D'après l'extrait fourni, pendant quelle période les « socialistes » ont-ils été au pouvoir ?

#### Extrait fourni:
>>>>

On peut retrouver tous ces échanges, ainsi que les invitations me demandant « de la fermer » accompagnées de quelques noms d’oiseaux, sur Twitter
«Les 60.000 postes n'ont jamais existé ». En lisant cela, je me suis rappelé de ce que les psychologues appellent la "dissonance cognitive" (Leon Festinger). Selon le paradigme de la "persistance des croyances réfutées", « la dissonance survient quand les personnes sont confrontées à une information qui n'est pas cohérente avec leurs croyances. Si la dissonance n'est pas réduite en changeant sa propre croyance, elle peut avoir pour effet la restauration de la cohérence au moyen d'une perception erronée de cette information non cohérente, du rejet ou de la réfutation de cette information, en recherchant le soutien d'autres personnes qui partagent les mêmes croyances, et en tentant d'en persuader les autres »
Ici, on est dans une double dissonance.

D'abord, par rapport à l'action syndicale et revendicative. Celle ci dans l'esprit de beaucoup et conformément à un "imaginaire prolétarien" ne peut être que dans l'opposition face à un "méchant patron" (ici l'État et par extension tous ses représentants inspecteurs, proviseurs, etc). Dans cette perspective , l'idée même qu'il puisse y avoir des personnes favorables à l'esprit d'une réforme tout en souhaitant l'améliorer, échappe à ce schéma de pensée sauf à considérer ceux ci comme des "jaunes" ou des "traitres" voire des abrutis n'ayant pas vu les intentions cachées.
Ensuite par rapport à l'analyse des politiques menées. Les "socialistes" au pouvoir entre 2012 et 2017 sont considérés comme des néo-libéraux ayant renié leurs idéaux et toute la politique est à rejeter en bloc. Je suis loin, sur un plan personnel, d’approuver toutes les mesures prises et je suis même très critique sur le tournant dans la politique économique et la faiblesse des décisions prises sur le plan écologique. Mais je considère que la politique menée dans le domaine de l’éducation allait dans le bon sens (même s’il y avait des critiques à formuler) . Et je pense donc qu’on peut approuver certains aspects d’une politique tout en en critiquant d’autres.

<<<<

Entrées d'annotation de formes
>>>>

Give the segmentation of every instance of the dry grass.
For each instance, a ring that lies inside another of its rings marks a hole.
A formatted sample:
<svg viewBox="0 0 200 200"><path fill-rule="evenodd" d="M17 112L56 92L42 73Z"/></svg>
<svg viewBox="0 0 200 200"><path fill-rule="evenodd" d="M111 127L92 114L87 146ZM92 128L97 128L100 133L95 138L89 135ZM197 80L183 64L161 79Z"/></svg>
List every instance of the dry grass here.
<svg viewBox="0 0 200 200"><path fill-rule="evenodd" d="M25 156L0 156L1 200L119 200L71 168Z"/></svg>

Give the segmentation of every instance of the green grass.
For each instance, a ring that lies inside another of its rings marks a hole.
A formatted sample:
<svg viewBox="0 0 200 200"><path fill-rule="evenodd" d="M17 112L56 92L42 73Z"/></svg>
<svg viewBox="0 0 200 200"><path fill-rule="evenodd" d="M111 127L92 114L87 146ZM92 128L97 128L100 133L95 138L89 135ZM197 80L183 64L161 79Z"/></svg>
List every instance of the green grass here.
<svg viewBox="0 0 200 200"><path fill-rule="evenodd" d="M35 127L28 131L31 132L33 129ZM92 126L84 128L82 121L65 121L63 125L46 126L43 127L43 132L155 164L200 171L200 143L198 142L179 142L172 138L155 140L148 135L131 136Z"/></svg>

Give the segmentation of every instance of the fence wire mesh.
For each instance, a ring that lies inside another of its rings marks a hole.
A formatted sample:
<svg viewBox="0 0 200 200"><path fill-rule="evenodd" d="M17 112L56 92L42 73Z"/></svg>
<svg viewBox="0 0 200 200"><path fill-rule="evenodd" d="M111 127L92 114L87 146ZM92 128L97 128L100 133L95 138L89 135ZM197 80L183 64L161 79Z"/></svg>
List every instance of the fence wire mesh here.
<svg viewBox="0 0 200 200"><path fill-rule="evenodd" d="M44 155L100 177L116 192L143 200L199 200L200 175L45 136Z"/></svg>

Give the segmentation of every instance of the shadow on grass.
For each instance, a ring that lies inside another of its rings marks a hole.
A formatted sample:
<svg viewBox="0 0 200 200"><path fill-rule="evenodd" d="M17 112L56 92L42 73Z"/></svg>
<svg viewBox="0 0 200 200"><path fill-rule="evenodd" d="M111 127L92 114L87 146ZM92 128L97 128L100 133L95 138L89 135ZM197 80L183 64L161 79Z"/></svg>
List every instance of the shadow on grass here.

<<<<

#### Réponse attendue:
Entre 2012 et 2017.